**Dataset content**
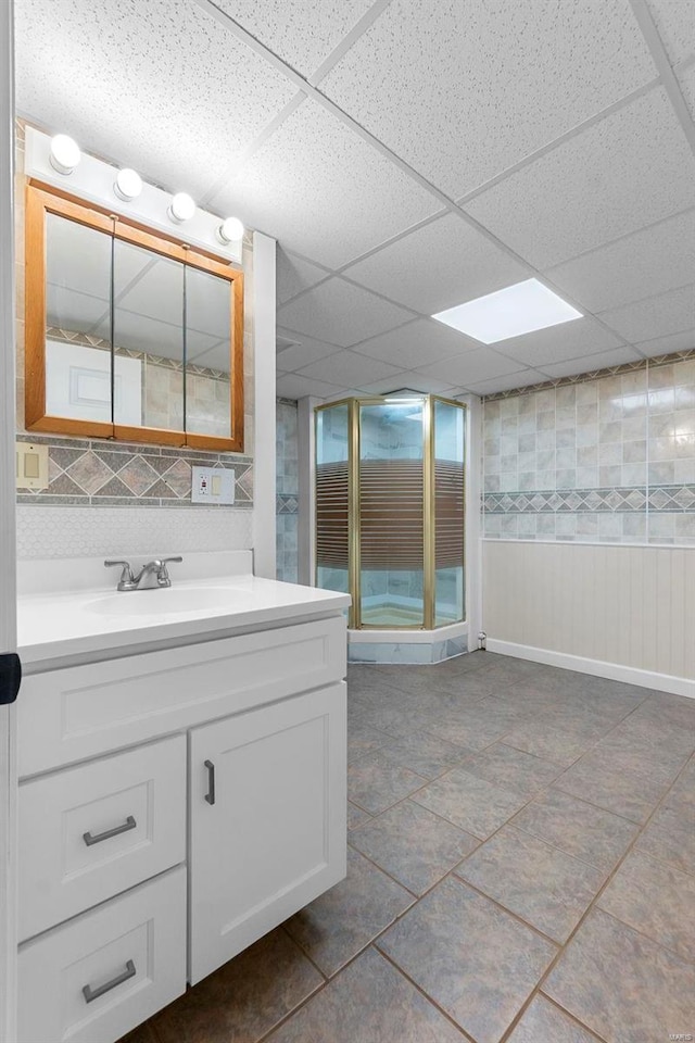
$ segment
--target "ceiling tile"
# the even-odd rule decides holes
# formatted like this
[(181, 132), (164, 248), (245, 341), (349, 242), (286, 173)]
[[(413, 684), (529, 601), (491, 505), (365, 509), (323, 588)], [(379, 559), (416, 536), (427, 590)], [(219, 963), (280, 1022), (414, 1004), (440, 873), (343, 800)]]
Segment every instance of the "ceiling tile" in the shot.
[(695, 285), (614, 307), (601, 318), (631, 343), (680, 334), (695, 326)]
[[(334, 355), (341, 348), (336, 344), (323, 344), (305, 334), (293, 334), (288, 329), (278, 328), (278, 368), (285, 373), (293, 373), (294, 369), (301, 369), (303, 366), (311, 365), (312, 362), (318, 362), (319, 359), (327, 359)], [(280, 340), (293, 341), (289, 348), (281, 348)]]
[(690, 351), (695, 348), (695, 329), (684, 329), (669, 337), (656, 337), (653, 340), (635, 340), (634, 347), (652, 359), (654, 355), (668, 355), (672, 351)]
[(320, 105), (305, 101), (214, 203), (288, 250), (340, 267), (441, 204)]
[(296, 373), (280, 373), (276, 381), (276, 391), (283, 399), (303, 399), (306, 394), (315, 394), (319, 399), (325, 399), (329, 394), (334, 394), (338, 390), (340, 389), (334, 384), (313, 380), (311, 377), (302, 377)]
[(525, 369), (522, 373), (513, 373), (509, 377), (493, 377), (492, 380), (481, 380), (479, 384), (468, 385), (473, 394), (494, 394), (496, 391), (514, 391), (516, 388), (528, 388), (533, 384), (543, 384), (547, 377), (538, 369)]
[(414, 323), (390, 329), (380, 337), (358, 344), (355, 351), (370, 359), (381, 359), (394, 366), (413, 369), (477, 348), (480, 348), (478, 341), (470, 340), (451, 326), (417, 318)]
[(678, 80), (683, 91), (685, 104), (695, 120), (695, 64), (688, 65), (686, 70), (678, 74)]
[(497, 344), (496, 350), (525, 366), (544, 367), (545, 363), (577, 359), (578, 355), (591, 355), (596, 351), (618, 348), (620, 343), (619, 337), (604, 329), (601, 323), (590, 315), (585, 315), (571, 323), (538, 329), (521, 337), (511, 337), (504, 343)]
[(341, 388), (361, 388), (365, 384), (391, 377), (402, 370), (396, 366), (388, 366), (386, 362), (376, 362), (365, 359), (353, 351), (339, 351), (329, 359), (321, 359), (306, 366), (300, 376), (312, 377), (315, 380), (326, 380)]
[(402, 369), (394, 377), (382, 377), (381, 380), (372, 380), (369, 384), (359, 385), (361, 394), (392, 394), (397, 391), (415, 391), (412, 380), (413, 374), (407, 369)]
[(358, 399), (361, 394), (362, 391), (358, 391), (356, 388), (341, 388), (340, 391), (327, 394), (324, 398), (324, 402), (336, 402), (338, 399)]
[(466, 203), (539, 268), (695, 204), (695, 158), (664, 88)]
[(288, 65), (309, 76), (326, 61), (374, 0), (215, 0)]
[(435, 362), (427, 369), (416, 369), (415, 373), (422, 372), (425, 376), (445, 380), (450, 387), (468, 388), (471, 382), (480, 382), (491, 377), (502, 377), (508, 373), (518, 373), (522, 368), (523, 366), (520, 363), (506, 359), (504, 355), (498, 355), (492, 348), (477, 348), (475, 351), (467, 351), (454, 359)]
[(567, 261), (547, 276), (592, 312), (682, 286), (695, 277), (695, 210)]
[(321, 90), (458, 198), (655, 75), (628, 0), (393, 0)]
[(207, 190), (296, 92), (195, 4), (15, 10), (17, 111), (173, 191)]
[(308, 290), (317, 282), (328, 278), (330, 273), (319, 268), (311, 261), (304, 261), (294, 254), (287, 253), (281, 247), (276, 252), (277, 301), (285, 304), (291, 298)]
[(528, 269), (456, 214), (440, 217), (344, 272), (432, 315), (528, 278)]
[(413, 316), (352, 282), (332, 278), (278, 309), (287, 329), (349, 348), (367, 337), (406, 323)]
[(548, 377), (572, 377), (577, 373), (596, 373), (608, 366), (622, 366), (627, 362), (636, 362), (641, 355), (634, 348), (616, 348), (614, 351), (602, 351), (596, 355), (582, 359), (571, 359), (568, 362), (558, 362), (552, 366), (543, 366), (543, 373)]
[(671, 60), (695, 53), (695, 3), (692, 0), (648, 0), (654, 23)]

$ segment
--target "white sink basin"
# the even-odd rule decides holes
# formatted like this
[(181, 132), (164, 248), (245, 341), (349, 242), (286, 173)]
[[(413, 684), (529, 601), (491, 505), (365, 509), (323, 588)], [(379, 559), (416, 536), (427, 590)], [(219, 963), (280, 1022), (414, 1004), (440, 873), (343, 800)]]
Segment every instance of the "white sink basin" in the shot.
[(188, 612), (219, 612), (238, 607), (232, 591), (223, 587), (167, 587), (104, 594), (85, 607), (102, 616), (168, 616)]

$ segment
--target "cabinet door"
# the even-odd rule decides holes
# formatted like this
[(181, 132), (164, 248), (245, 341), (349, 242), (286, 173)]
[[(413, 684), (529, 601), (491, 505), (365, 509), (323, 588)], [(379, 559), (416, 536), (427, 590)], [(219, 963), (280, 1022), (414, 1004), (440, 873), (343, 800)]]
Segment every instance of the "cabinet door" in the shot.
[(190, 982), (345, 876), (345, 686), (191, 732)]

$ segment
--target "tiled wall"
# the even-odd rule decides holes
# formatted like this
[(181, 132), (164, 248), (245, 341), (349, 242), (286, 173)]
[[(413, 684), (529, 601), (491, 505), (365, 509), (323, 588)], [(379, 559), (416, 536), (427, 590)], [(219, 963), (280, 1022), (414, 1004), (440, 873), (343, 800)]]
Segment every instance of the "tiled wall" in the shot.
[(47, 444), (49, 451), (48, 489), (21, 490), (18, 503), (198, 510), (191, 503), (191, 467), (198, 465), (233, 470), (235, 507), (253, 506), (250, 456), (52, 435), (20, 435), (17, 440)]
[(483, 405), (484, 536), (695, 545), (695, 349)]
[[(17, 495), (20, 557), (156, 551), (242, 550), (252, 545), (253, 251), (243, 244), (244, 453), (168, 449), (105, 439), (59, 438), (24, 428), (24, 128), (17, 126), (15, 180), (17, 438), (49, 445), (49, 487)], [(207, 376), (208, 373), (203, 374)], [(210, 382), (210, 381), (208, 381)], [(207, 388), (201, 388), (203, 398)], [(191, 504), (191, 466), (231, 467), (233, 506)], [(153, 507), (167, 508), (166, 514)], [(94, 510), (98, 508), (98, 510)], [(61, 517), (61, 511), (64, 517)], [(119, 517), (118, 512), (123, 512)], [(139, 518), (139, 522), (138, 522)], [(142, 544), (142, 546), (140, 546)], [(113, 548), (109, 551), (106, 548)]]
[(277, 578), (298, 581), (299, 462), (296, 402), (278, 399), (276, 427)]

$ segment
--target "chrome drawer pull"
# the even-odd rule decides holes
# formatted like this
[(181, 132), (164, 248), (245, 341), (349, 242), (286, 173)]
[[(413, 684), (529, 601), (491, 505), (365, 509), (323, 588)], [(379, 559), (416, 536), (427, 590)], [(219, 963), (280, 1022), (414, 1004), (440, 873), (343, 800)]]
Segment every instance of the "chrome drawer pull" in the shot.
[(207, 768), (207, 793), (205, 793), (205, 800), (208, 804), (215, 803), (215, 765), (212, 761), (205, 761), (205, 767)]
[(135, 978), (135, 964), (131, 959), (129, 959), (126, 964), (126, 969), (124, 972), (118, 975), (116, 978), (112, 978), (111, 981), (108, 981), (104, 985), (99, 985), (98, 989), (92, 989), (91, 985), (83, 985), (85, 1003), (91, 1003), (93, 1000), (99, 1000), (99, 996), (103, 996), (105, 992), (111, 992), (111, 990), (115, 989), (116, 985), (122, 985), (124, 981), (127, 981), (128, 978)]
[(103, 833), (97, 833), (92, 837), (90, 832), (83, 833), (83, 839), (88, 847), (92, 844), (100, 844), (102, 840), (109, 840), (110, 837), (117, 837), (118, 833), (127, 833), (129, 829), (135, 829), (138, 824), (132, 815), (128, 815), (123, 826), (114, 826), (113, 829), (106, 829)]

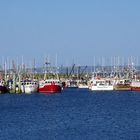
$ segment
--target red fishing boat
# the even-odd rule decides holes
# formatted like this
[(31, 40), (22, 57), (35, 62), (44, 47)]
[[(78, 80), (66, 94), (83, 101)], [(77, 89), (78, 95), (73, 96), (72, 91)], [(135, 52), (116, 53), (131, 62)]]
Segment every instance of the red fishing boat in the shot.
[(41, 93), (60, 93), (62, 84), (59, 79), (46, 79), (39, 82), (39, 92)]
[(134, 80), (131, 82), (131, 90), (140, 91), (140, 81)]

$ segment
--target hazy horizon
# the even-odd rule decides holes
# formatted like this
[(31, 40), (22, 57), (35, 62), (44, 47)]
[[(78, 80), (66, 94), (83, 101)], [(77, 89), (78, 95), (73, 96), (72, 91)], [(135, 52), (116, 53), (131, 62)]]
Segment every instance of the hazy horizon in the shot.
[[(42, 65), (93, 65), (94, 59), (140, 58), (139, 0), (4, 0), (1, 58)], [(127, 63), (127, 61), (125, 62)], [(137, 62), (139, 63), (139, 62)]]

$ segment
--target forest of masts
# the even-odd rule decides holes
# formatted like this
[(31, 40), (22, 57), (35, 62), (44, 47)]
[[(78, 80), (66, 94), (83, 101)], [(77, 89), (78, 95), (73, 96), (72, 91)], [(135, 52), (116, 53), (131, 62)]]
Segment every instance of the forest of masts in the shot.
[(33, 60), (32, 65), (21, 64), (14, 60), (4, 60), (0, 65), (0, 79), (5, 81), (12, 79), (13, 76), (21, 79), (44, 79), (59, 77), (60, 79), (86, 79), (91, 76), (102, 77), (124, 77), (124, 78), (140, 78), (138, 58), (130, 57), (112, 57), (105, 59), (103, 57), (93, 60), (91, 66), (80, 66), (72, 64), (71, 66), (52, 66), (46, 61), (42, 67), (36, 67)]

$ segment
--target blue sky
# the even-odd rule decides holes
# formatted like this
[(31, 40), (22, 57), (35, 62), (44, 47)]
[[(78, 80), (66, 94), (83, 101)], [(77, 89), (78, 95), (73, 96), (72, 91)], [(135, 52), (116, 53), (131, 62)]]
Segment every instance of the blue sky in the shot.
[(139, 0), (1, 0), (0, 59), (91, 65), (140, 57)]

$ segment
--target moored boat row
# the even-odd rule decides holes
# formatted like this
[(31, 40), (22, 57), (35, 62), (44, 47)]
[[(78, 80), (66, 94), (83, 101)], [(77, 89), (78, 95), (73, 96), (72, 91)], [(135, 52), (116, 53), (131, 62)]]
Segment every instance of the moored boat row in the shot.
[(131, 81), (129, 79), (93, 78), (89, 82), (89, 89), (92, 91), (140, 91), (140, 81)]

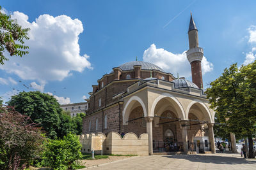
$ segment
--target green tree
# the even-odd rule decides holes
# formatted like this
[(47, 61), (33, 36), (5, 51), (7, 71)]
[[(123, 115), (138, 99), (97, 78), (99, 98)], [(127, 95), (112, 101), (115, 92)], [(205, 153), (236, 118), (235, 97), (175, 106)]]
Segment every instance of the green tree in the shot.
[(81, 145), (76, 134), (68, 134), (63, 139), (49, 139), (43, 153), (42, 166), (53, 169), (74, 169), (81, 159)]
[(21, 57), (28, 53), (26, 50), (29, 47), (24, 45), (24, 40), (29, 39), (29, 28), (22, 29), (17, 20), (11, 19), (11, 16), (0, 11), (0, 64), (3, 65), (4, 60), (8, 60), (4, 55), (5, 50), (11, 56), (18, 55)]
[(256, 132), (256, 61), (239, 69), (237, 64), (226, 68), (211, 83), (206, 94), (211, 108), (227, 129), (248, 138), (249, 158), (255, 157), (253, 138)]
[(44, 138), (31, 122), (13, 108), (0, 110), (0, 169), (24, 169), (40, 156)]
[(22, 92), (12, 96), (8, 104), (14, 106), (17, 111), (30, 117), (34, 122), (39, 124), (48, 137), (53, 139), (63, 136), (63, 134), (59, 132), (62, 110), (52, 96), (38, 91)]

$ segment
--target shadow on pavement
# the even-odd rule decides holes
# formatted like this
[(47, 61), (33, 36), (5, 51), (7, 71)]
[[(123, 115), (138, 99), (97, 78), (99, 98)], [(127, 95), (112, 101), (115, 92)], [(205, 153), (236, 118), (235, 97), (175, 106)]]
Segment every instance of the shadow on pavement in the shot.
[[(236, 157), (230, 157), (230, 155), (233, 154), (237, 155)], [(163, 155), (162, 157), (186, 159), (191, 162), (198, 162), (204, 163), (212, 163), (217, 164), (255, 164), (256, 160), (250, 160), (248, 159), (243, 159), (239, 157), (239, 153), (234, 153), (230, 152), (224, 153), (219, 153), (218, 155)]]

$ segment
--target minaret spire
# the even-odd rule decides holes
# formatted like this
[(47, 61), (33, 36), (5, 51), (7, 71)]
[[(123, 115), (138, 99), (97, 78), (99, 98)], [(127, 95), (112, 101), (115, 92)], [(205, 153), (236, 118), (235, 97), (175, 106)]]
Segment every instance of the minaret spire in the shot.
[(187, 51), (186, 53), (187, 59), (191, 67), (192, 81), (195, 83), (199, 89), (203, 89), (201, 61), (204, 56), (204, 50), (199, 47), (198, 30), (193, 19), (192, 13), (191, 13), (188, 34), (189, 42), (189, 50)]
[(197, 30), (197, 28), (196, 27), (196, 24), (195, 24), (194, 20), (193, 19), (192, 17), (192, 13), (190, 12), (190, 22), (189, 22), (189, 27), (188, 28), (188, 32), (192, 30)]

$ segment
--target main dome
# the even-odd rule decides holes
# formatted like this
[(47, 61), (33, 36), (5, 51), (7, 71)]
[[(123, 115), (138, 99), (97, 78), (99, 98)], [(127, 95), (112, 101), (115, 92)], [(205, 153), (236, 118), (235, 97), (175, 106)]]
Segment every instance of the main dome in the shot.
[(159, 70), (160, 71), (164, 72), (164, 71), (162, 68), (158, 67), (157, 66), (156, 66), (155, 64), (153, 64), (152, 63), (149, 63), (149, 62), (144, 62), (144, 61), (128, 62), (126, 62), (125, 64), (123, 64), (119, 66), (118, 67), (120, 68), (123, 71), (132, 70), (133, 66), (136, 66), (136, 65), (141, 66), (141, 69)]

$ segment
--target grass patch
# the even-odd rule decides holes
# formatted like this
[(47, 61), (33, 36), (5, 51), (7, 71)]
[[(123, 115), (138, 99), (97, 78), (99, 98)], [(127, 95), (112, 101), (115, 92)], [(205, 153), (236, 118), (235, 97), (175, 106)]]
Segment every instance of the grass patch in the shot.
[(76, 169), (79, 169), (84, 168), (84, 167), (86, 167), (86, 166), (78, 166), (76, 167)]
[[(85, 160), (93, 160), (92, 159), (92, 155), (90, 153), (82, 153), (82, 159), (85, 159)], [(95, 155), (94, 154), (94, 159), (107, 159), (108, 158), (108, 155)]]
[(134, 156), (138, 156), (138, 155), (121, 155), (121, 154), (110, 154), (109, 155), (109, 156), (116, 156), (116, 157), (134, 157)]

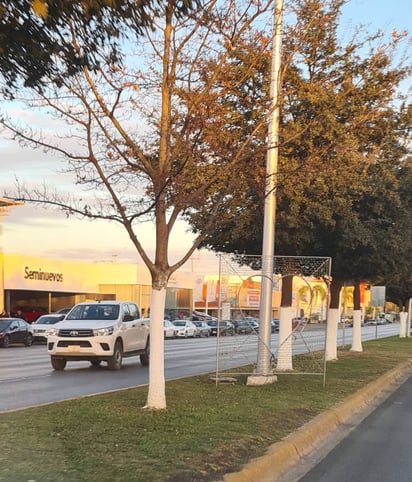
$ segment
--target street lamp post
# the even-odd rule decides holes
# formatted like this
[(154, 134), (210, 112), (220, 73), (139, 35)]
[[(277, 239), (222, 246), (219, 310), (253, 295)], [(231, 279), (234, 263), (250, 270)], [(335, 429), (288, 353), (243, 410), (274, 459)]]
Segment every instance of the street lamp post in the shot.
[(279, 153), (279, 91), (282, 46), (283, 0), (276, 0), (270, 73), (271, 113), (268, 124), (266, 155), (266, 190), (262, 242), (262, 282), (260, 296), (260, 326), (256, 371), (248, 385), (263, 385), (276, 381), (271, 370), (271, 320), (273, 261), (275, 251), (276, 183)]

**Task goal**
Change "ceiling tile" to "floor tile" in the stretch of rows from the start through the line that contains "334), (695, 326)]", keeping all else the same. Leave the pictures out of your answer.

**Reply to the exercise**
$ segment
--target "floor tile"
# the even-odd rule decides holes
# formatted like this
[(181, 132), (164, 248), (245, 341), (349, 242), (286, 173)]
[[(413, 684), (529, 601), (491, 505), (365, 509), (323, 588)], [(379, 559), (416, 536), (427, 590)], [(219, 963), (280, 1022), (414, 1004), (440, 873), (343, 800)]]
Segment every instance of the "floor tile" in the shot.
[(695, 285), (614, 307), (601, 318), (631, 343), (680, 334), (695, 326)]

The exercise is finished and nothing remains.